Short problem: Count the lines in the listing below that contain the word "wooden" and reply with the number alone.

Data section:
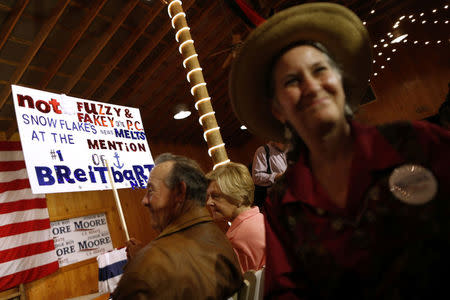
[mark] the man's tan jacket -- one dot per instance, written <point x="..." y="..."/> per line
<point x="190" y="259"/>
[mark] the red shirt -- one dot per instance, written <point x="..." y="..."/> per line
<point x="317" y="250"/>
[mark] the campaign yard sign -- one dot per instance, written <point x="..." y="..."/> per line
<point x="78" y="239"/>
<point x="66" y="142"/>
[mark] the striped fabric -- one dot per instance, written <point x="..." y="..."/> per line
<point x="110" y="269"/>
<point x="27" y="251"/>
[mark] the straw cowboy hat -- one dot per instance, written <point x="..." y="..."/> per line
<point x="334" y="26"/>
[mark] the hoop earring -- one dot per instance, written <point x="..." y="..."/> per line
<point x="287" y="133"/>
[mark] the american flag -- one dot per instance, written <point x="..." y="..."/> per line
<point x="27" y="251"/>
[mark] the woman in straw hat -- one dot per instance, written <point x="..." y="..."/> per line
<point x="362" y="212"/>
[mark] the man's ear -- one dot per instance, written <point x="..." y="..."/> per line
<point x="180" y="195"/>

==

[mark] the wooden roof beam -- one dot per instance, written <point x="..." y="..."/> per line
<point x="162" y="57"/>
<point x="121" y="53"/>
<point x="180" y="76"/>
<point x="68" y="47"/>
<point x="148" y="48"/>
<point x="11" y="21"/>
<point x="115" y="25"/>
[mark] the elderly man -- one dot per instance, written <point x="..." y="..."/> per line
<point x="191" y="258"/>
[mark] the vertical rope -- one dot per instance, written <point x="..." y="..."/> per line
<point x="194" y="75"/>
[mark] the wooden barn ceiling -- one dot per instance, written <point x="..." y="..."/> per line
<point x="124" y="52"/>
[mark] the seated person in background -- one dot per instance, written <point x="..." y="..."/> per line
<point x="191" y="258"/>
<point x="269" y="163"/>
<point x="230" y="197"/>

Task result: 2